● **INSTRUÇÕES DA TAREFA**
Copie do texto sobre a Fapes o trecho que começa em "Para minimizar o" e vai até "diretor-presidente da Fapes.".

● **TEXTO DADO**
▼

O sistema de ciência e tecnologia no estado capixaba ainda está em formação: conta apenas com uma universidade federal e não há nenhuma estadual. O resultado, portanto, é o baixo número de profissionais qualificados. Esse cenário começa a mudar com a atuação da Fapes, responsável, de acordo com Garcia, pela concessão de 1/3 do total das bolsas de pesquisa, que, para mestrado e doutorado, totalizam 150.

Para minimizar o impacto negativo dos baixos valores das bolsas – que seguem o padrão do CNPq –, a Fapes concede uma série de apoios aos bolsistas. Os mestrandos, por exemplo, cuja bolsa é de R$ 1.200 por mês, recebem mais R$ 7 mil no decorrer do desenvolvimento do seu projeto, investidos na realização de trabalhos de campo ou de experimentos laboratoriais. Outro caso é o dos pesquisadores – doutores formados há menos de dez anos – que fazem parte do programa Primeiro Projetos. Eles recebem R$ 35 mil para que possam montar uma infraestrutura inicial mínima para o desenvolvimento da sua pesquisa. “A idéia básica é proporcionar a esse pesquisador condições para que possa se inserir o mais rápido possível no contexto de produtividade em pesquisa, desenvolvimento ou inovação na sua instituição”, explica o diretor-presidente da Fapes.

▲

● **ITENS LISTADOS**

▼

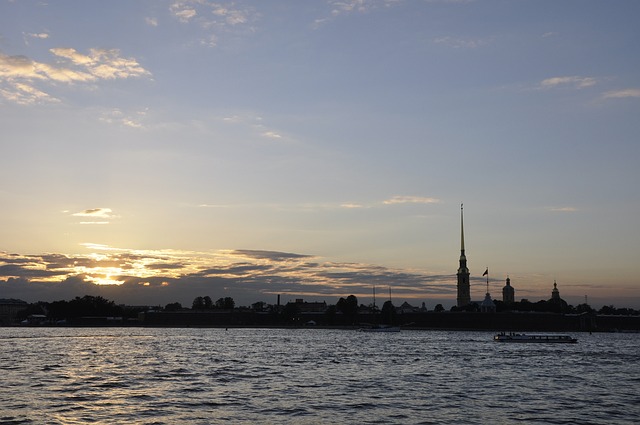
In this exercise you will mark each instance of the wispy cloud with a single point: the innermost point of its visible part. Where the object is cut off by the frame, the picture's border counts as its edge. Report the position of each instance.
(163, 276)
(20, 75)
(461, 43)
(117, 116)
(347, 7)
(98, 216)
(620, 94)
(575, 81)
(562, 209)
(213, 17)
(411, 200)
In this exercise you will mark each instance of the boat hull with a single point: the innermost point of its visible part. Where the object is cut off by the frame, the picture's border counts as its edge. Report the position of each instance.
(381, 329)
(535, 338)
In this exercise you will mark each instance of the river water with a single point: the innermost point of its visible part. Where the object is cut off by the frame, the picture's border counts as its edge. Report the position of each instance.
(312, 376)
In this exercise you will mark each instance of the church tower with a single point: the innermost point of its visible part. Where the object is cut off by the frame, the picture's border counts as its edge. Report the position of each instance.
(508, 293)
(555, 294)
(464, 291)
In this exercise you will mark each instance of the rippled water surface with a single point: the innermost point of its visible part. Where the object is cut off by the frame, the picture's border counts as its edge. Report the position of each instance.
(203, 376)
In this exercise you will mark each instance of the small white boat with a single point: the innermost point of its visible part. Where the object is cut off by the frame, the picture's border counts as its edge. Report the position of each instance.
(380, 328)
(533, 338)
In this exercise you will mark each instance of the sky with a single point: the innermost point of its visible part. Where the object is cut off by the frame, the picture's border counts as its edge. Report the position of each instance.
(154, 151)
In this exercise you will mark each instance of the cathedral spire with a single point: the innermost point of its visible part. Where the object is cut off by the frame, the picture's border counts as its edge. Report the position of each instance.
(462, 229)
(464, 295)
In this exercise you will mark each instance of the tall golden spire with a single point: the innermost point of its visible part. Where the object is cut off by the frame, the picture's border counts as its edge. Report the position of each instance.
(462, 228)
(464, 294)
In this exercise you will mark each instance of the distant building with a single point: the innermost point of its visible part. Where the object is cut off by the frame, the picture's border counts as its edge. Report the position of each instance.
(464, 289)
(555, 294)
(9, 309)
(312, 307)
(407, 308)
(508, 293)
(487, 305)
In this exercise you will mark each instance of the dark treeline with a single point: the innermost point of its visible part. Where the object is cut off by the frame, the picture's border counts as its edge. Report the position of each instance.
(348, 308)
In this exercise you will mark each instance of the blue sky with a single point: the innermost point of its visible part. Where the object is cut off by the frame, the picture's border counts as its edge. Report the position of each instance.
(212, 137)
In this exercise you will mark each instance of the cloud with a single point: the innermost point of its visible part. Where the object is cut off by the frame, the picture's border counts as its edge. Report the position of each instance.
(37, 36)
(213, 17)
(164, 276)
(573, 81)
(271, 135)
(620, 94)
(20, 75)
(132, 120)
(563, 209)
(352, 206)
(461, 43)
(101, 216)
(95, 212)
(411, 200)
(347, 7)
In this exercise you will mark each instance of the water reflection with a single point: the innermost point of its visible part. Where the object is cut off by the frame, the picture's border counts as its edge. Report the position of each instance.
(312, 376)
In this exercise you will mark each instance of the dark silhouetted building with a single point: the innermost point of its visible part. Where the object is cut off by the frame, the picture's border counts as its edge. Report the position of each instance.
(464, 290)
(508, 293)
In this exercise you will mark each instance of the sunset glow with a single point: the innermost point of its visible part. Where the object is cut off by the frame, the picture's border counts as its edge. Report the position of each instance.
(317, 149)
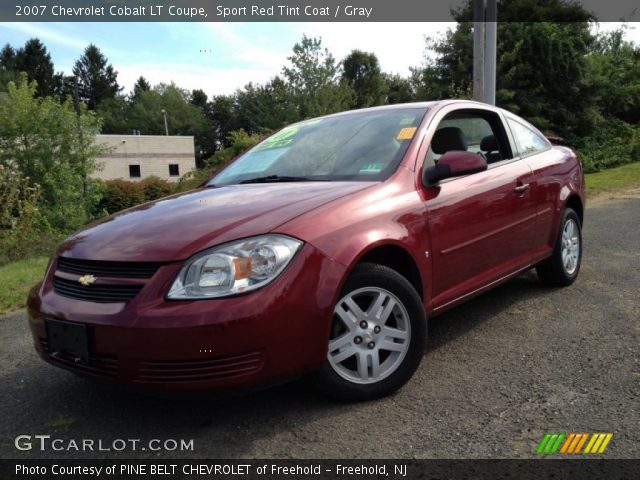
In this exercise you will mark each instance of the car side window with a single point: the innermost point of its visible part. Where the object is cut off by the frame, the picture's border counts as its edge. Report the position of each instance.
(474, 131)
(527, 139)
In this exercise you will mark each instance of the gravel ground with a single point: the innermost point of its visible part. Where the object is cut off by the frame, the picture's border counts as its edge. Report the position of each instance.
(500, 371)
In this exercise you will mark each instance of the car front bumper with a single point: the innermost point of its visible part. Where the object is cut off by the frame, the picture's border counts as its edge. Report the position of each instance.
(274, 333)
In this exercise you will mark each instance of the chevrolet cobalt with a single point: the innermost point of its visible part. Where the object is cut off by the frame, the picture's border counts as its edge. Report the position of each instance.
(323, 250)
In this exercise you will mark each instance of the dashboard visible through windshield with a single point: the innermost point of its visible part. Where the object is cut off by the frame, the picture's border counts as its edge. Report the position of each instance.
(361, 146)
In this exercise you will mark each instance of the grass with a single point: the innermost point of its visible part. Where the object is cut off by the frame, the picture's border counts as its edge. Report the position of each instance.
(613, 179)
(16, 279)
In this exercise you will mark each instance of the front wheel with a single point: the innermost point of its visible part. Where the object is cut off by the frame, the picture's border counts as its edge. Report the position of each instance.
(377, 338)
(562, 268)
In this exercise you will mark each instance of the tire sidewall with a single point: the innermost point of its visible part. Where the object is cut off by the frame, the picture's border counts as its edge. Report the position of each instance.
(569, 214)
(371, 275)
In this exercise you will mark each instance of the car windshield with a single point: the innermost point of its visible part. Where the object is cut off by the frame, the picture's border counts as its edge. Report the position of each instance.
(363, 146)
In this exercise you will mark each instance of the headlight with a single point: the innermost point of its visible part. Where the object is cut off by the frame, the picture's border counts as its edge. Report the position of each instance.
(234, 268)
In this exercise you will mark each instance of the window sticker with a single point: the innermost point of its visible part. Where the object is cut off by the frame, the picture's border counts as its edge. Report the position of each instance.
(309, 122)
(261, 162)
(281, 139)
(406, 133)
(407, 120)
(372, 168)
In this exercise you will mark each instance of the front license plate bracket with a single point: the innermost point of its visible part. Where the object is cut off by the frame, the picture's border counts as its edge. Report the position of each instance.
(69, 339)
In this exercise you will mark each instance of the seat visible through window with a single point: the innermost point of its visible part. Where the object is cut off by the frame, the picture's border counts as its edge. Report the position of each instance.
(490, 148)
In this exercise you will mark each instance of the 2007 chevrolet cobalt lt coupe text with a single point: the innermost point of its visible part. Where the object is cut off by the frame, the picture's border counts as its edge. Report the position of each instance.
(323, 249)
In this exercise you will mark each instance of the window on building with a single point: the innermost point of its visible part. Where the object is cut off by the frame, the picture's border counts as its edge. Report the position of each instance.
(134, 171)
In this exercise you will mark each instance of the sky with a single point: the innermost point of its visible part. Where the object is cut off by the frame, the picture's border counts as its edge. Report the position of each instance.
(220, 57)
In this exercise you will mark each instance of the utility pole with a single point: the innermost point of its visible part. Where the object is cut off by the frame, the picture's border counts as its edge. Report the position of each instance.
(478, 50)
(490, 53)
(76, 106)
(166, 127)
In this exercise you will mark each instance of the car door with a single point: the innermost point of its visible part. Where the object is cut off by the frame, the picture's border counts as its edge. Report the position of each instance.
(548, 167)
(480, 224)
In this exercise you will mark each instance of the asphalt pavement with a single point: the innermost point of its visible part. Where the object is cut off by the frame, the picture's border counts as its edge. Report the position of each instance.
(500, 371)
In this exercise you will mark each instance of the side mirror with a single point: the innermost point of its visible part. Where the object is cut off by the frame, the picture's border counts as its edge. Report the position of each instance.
(454, 163)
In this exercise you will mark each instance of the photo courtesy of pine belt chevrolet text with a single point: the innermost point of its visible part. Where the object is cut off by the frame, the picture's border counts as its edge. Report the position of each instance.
(321, 251)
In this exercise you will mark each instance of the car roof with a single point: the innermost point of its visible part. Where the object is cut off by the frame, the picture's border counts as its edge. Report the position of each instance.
(400, 106)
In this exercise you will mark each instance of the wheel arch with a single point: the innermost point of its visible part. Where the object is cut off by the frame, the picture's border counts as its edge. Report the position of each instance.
(395, 257)
(574, 202)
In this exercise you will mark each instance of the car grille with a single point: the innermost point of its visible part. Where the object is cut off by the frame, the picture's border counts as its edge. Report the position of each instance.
(105, 290)
(101, 365)
(108, 269)
(95, 293)
(159, 371)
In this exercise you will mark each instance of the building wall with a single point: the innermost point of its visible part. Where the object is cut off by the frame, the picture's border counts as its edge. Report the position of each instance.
(151, 153)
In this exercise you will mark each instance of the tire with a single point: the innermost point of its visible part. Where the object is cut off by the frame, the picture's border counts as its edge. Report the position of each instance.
(378, 336)
(562, 268)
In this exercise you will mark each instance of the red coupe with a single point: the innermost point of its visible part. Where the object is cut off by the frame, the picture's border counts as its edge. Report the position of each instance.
(323, 249)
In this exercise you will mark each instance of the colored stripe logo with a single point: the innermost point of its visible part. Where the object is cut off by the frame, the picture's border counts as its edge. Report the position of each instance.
(573, 443)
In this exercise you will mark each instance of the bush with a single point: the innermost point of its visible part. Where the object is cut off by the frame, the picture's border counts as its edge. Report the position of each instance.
(23, 228)
(52, 145)
(614, 144)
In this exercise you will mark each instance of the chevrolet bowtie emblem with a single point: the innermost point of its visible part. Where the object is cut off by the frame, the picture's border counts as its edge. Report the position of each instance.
(87, 280)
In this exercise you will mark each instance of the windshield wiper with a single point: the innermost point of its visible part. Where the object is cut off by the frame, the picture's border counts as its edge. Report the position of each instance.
(276, 179)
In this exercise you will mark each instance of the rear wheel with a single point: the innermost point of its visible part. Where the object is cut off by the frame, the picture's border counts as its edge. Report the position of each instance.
(377, 336)
(562, 268)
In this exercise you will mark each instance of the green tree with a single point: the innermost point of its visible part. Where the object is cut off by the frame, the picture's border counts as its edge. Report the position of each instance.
(115, 114)
(8, 70)
(35, 61)
(312, 76)
(97, 79)
(141, 85)
(225, 119)
(541, 66)
(361, 71)
(52, 146)
(265, 107)
(614, 67)
(399, 89)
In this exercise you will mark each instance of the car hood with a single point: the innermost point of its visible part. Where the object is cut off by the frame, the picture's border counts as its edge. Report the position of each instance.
(176, 227)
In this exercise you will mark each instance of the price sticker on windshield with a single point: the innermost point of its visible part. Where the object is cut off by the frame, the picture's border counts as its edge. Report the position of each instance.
(406, 133)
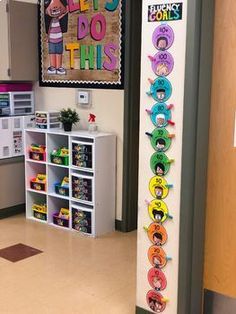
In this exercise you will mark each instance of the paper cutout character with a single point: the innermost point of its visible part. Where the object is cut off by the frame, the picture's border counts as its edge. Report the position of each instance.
(157, 279)
(158, 192)
(159, 169)
(157, 256)
(157, 238)
(56, 23)
(158, 215)
(156, 301)
(160, 120)
(161, 94)
(162, 43)
(160, 144)
(162, 69)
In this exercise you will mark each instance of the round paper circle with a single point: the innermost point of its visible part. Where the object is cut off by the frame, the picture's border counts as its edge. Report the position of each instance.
(157, 234)
(157, 279)
(160, 140)
(157, 256)
(158, 187)
(161, 89)
(162, 63)
(155, 301)
(160, 164)
(160, 115)
(163, 37)
(158, 211)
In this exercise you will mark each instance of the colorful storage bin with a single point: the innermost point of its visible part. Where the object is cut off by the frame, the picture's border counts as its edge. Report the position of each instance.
(40, 211)
(37, 152)
(60, 156)
(38, 183)
(61, 190)
(82, 220)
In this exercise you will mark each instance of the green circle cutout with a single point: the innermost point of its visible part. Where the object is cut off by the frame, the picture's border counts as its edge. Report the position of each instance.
(160, 164)
(160, 140)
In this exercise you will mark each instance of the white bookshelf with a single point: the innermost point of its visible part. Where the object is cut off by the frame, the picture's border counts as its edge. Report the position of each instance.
(92, 179)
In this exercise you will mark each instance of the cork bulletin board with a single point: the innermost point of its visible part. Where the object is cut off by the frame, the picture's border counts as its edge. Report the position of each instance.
(81, 43)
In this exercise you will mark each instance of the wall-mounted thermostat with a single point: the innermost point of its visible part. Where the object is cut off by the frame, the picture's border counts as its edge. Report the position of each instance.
(84, 98)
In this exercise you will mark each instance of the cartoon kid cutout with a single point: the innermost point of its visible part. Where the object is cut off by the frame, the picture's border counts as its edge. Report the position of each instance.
(56, 23)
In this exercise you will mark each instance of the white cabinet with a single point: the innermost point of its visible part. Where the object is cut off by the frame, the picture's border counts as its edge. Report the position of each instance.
(91, 172)
(12, 137)
(19, 41)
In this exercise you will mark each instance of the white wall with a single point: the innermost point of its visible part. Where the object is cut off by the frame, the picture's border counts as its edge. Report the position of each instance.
(108, 106)
(145, 173)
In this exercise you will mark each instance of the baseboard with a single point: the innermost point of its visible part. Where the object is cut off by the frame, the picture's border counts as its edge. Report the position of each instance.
(118, 225)
(139, 310)
(12, 211)
(215, 303)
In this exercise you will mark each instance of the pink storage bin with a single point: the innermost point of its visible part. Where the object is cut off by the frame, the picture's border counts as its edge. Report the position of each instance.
(16, 87)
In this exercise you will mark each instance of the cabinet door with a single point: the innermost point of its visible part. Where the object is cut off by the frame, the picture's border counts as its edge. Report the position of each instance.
(17, 136)
(6, 138)
(4, 40)
(23, 40)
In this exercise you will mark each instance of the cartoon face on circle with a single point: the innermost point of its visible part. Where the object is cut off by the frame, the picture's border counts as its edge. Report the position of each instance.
(160, 164)
(157, 279)
(157, 234)
(161, 89)
(159, 169)
(158, 211)
(160, 120)
(163, 37)
(162, 43)
(158, 187)
(161, 94)
(157, 256)
(160, 144)
(161, 139)
(158, 192)
(160, 115)
(162, 69)
(162, 63)
(156, 301)
(157, 215)
(55, 8)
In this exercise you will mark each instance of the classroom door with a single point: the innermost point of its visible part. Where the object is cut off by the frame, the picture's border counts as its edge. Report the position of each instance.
(220, 237)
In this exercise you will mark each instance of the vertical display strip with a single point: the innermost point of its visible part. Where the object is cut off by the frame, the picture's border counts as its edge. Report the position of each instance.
(163, 55)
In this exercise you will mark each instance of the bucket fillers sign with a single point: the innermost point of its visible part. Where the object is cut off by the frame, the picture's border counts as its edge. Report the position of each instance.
(165, 12)
(81, 43)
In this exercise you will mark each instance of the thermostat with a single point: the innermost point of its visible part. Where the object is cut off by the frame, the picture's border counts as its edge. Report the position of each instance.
(84, 98)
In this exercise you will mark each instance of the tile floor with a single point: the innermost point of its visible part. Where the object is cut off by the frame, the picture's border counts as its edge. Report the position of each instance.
(73, 275)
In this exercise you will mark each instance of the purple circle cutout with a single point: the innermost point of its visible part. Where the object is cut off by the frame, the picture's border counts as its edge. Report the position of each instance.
(162, 63)
(163, 37)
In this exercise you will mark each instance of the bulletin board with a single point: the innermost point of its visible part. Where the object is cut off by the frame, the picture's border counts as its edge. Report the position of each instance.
(164, 28)
(81, 43)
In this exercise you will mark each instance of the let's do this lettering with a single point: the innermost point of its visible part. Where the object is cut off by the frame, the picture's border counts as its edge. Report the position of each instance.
(85, 43)
(165, 12)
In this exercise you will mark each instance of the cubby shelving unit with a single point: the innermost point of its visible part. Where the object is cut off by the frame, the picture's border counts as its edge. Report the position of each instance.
(90, 197)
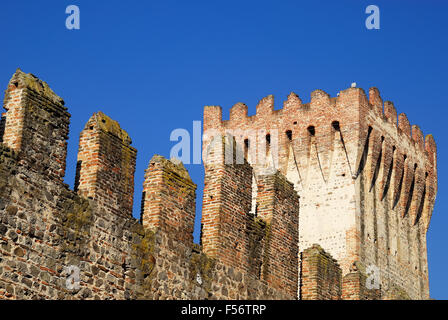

▲

● **SOLUÇÃO DO PROBLEMA**
Para minimizar o impacto negativo dos baixos valores das bolsas – que seguem o padrão do CNPq –, a Fapes concede uma série de apoios aos bolsistas. Os mestrandos, por exemplo, cuja bolsa é de R$ 1.200 por mês, recebem mais R$ 7 mil no decorrer do desenvolvimento do seu projeto, investidos na realização de trabalhos de campo ou de experimentos laboratoriais. Outro caso é o dos pesquisadores – doutores formados há menos de dez anos – que fazem parte do programa Primeiro Projetos. Eles recebem R$ 35 mil para que possam montar uma infraestrutura inicial mínima para o desenvolvimento da sua pesquisa. “A idéia básica é proporcionar a esse pesquisador condições para que possa se inserir o mais rápido possível no contexto de produtividade em pesquisa, desenvolvimento ou inovação na sua instituição”, explica o diretor-presidente da Fapes.